Exercise aim: Each line in the records that mentions the word "like" needs to be listed.

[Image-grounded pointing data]

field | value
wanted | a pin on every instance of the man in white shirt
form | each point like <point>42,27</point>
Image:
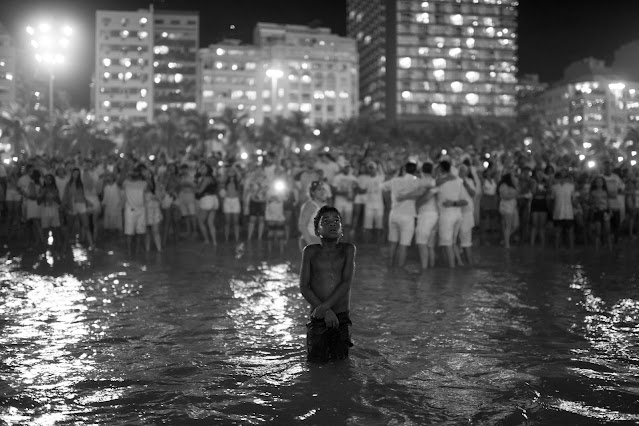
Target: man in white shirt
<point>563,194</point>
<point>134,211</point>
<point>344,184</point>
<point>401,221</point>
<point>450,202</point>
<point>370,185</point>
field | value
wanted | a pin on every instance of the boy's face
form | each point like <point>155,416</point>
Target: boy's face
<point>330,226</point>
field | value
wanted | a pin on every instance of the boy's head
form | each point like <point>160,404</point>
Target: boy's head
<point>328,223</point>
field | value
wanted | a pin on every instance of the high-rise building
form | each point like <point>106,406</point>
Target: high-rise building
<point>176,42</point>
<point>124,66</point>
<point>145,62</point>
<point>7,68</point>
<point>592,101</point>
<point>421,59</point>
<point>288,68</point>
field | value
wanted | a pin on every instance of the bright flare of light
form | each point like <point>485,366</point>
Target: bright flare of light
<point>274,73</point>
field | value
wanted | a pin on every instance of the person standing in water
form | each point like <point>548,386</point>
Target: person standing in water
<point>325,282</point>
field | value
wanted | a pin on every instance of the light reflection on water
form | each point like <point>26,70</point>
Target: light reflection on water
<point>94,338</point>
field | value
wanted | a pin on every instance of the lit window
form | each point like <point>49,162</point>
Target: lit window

Solution:
form | each point like <point>42,27</point>
form | each point like <point>155,416</point>
form | each point like <point>160,404</point>
form | each point like <point>106,406</point>
form | each point like <point>485,366</point>
form | each point like <point>548,386</point>
form | each point like <point>26,70</point>
form | each point like <point>49,162</point>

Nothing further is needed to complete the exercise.